▶ **What is expected**
Take the line that contains "task | one point per instance, each pair like [23, 487]" and all lines after it, up to and including the last line of the data, and write them out exactly; nothing else belongs in the answer.

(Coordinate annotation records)

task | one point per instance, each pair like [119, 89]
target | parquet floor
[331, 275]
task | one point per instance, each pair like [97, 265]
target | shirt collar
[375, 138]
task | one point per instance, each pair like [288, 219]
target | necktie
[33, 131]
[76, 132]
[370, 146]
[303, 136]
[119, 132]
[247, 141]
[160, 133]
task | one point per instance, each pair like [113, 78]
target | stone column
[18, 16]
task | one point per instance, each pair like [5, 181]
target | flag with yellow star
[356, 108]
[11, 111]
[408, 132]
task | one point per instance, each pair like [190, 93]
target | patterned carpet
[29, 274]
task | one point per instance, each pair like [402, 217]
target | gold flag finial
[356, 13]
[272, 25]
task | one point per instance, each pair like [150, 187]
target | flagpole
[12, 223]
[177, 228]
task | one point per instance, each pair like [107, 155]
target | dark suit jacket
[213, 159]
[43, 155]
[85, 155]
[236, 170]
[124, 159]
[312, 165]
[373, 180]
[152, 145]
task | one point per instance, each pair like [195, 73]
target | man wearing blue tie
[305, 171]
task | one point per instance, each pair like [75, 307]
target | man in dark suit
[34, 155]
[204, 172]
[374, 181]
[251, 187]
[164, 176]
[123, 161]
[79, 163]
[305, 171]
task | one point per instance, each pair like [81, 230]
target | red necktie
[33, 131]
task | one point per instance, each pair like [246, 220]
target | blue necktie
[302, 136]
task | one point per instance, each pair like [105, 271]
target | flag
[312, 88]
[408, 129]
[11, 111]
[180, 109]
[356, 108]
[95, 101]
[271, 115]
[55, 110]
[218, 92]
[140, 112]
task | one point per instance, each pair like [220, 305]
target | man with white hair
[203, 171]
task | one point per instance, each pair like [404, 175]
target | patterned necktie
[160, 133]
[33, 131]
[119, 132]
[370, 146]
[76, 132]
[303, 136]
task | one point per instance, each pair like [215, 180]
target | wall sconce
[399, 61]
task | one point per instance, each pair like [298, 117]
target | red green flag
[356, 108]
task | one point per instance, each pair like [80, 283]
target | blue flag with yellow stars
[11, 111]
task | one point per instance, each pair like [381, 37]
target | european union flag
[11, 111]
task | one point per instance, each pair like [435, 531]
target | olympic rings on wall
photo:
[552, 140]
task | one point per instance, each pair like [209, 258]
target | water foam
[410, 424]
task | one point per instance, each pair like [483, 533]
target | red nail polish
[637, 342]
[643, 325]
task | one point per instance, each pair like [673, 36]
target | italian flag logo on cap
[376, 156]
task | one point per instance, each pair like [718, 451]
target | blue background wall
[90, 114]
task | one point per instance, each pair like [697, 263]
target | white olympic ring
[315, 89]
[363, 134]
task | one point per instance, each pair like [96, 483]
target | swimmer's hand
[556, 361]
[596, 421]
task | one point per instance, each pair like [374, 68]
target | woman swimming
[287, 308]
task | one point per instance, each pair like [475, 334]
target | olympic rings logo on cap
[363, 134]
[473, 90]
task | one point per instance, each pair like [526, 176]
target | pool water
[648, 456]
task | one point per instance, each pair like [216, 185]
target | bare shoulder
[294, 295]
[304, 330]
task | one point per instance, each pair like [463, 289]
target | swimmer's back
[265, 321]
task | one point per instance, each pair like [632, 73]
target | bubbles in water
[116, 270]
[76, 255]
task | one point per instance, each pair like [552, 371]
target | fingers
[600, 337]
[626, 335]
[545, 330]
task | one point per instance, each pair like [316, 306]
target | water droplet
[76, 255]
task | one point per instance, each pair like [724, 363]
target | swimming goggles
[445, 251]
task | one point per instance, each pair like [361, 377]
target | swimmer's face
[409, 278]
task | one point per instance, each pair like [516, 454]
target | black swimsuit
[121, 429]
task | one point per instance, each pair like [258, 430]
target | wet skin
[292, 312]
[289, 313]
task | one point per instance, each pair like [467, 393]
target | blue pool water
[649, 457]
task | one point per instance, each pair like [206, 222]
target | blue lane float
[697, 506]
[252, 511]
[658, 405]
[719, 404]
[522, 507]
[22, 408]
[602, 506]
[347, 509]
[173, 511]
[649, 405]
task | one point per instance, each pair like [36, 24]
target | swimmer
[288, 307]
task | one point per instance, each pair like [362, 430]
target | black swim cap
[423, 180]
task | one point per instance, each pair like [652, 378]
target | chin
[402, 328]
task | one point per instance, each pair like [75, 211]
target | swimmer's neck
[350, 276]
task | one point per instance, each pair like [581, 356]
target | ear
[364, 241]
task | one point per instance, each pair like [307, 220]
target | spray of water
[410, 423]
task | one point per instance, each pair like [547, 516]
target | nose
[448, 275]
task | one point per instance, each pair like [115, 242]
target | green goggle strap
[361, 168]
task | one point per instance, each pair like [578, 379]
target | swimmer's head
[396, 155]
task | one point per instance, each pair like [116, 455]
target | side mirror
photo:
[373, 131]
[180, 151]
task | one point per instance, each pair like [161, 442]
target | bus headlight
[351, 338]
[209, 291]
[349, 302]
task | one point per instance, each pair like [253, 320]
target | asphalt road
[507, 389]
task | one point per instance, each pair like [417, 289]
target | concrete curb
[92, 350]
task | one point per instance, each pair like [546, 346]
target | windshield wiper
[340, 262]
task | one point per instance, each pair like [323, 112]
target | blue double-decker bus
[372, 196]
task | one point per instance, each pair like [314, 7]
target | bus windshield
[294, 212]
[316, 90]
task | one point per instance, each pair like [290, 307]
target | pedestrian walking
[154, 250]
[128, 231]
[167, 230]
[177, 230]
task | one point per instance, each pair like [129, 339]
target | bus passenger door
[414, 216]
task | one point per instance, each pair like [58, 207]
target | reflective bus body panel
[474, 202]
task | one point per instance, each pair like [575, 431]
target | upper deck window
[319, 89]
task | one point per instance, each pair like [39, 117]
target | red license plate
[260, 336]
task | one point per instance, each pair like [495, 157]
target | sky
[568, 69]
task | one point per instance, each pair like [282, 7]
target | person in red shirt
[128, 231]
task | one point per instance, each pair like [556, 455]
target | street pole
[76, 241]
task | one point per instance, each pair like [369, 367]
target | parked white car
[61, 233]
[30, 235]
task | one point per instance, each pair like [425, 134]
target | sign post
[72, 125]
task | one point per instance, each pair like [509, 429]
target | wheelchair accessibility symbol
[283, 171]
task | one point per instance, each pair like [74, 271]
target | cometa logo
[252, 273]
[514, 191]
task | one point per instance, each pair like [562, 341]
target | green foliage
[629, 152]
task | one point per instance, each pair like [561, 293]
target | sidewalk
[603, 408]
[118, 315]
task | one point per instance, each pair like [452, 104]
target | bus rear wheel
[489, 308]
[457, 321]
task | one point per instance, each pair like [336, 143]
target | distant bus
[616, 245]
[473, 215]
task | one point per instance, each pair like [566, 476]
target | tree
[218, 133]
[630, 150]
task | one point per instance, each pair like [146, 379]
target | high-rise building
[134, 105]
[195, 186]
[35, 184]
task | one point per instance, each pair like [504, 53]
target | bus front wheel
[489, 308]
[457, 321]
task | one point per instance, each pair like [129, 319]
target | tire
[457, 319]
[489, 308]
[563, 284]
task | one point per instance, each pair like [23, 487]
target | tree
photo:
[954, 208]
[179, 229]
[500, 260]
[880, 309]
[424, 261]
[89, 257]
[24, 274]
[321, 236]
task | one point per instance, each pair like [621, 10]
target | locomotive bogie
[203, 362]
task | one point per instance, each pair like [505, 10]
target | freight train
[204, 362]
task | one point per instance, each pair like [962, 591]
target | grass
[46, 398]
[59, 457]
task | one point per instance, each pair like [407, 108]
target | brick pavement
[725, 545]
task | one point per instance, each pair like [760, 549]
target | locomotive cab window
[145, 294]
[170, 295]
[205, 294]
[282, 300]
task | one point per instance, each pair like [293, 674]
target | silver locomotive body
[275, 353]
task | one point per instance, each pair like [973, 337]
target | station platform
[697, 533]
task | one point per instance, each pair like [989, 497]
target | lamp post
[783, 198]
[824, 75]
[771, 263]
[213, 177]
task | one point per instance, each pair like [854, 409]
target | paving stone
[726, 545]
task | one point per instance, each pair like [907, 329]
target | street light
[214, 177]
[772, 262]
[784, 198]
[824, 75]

▶ **Solution for this exercise**
task | one point per instance, each pair like [23, 487]
target | tree
photo:
[954, 208]
[179, 229]
[500, 260]
[880, 309]
[424, 261]
[89, 257]
[24, 274]
[321, 236]
task | one point per instance, each pair like [621, 10]
target | locomotive bogie
[203, 362]
task | one point per instance, each pair like [505, 10]
target | freight train
[204, 362]
task | one point per instance, each pair like [962, 591]
target | grass
[46, 398]
[59, 457]
task | one point per instance, each pair like [407, 108]
target | brick pavement
[725, 545]
task | one point per instance, each pair like [760, 549]
target | locomotive cab window
[145, 294]
[170, 295]
[205, 294]
[282, 300]
task | one point per instance, each pair like [293, 674]
target | silver locomotive body
[275, 353]
task | one point per instance, each pair like [973, 337]
target | station platform
[697, 533]
task | one point per instance, each pair like [989, 497]
target | lamp post
[783, 198]
[824, 75]
[771, 263]
[213, 177]
task | one point per instance, each pair like [854, 409]
target | paving stone
[726, 545]
task | one point per instance, each pair like [907, 329]
target | street light
[214, 177]
[772, 262]
[784, 198]
[824, 75]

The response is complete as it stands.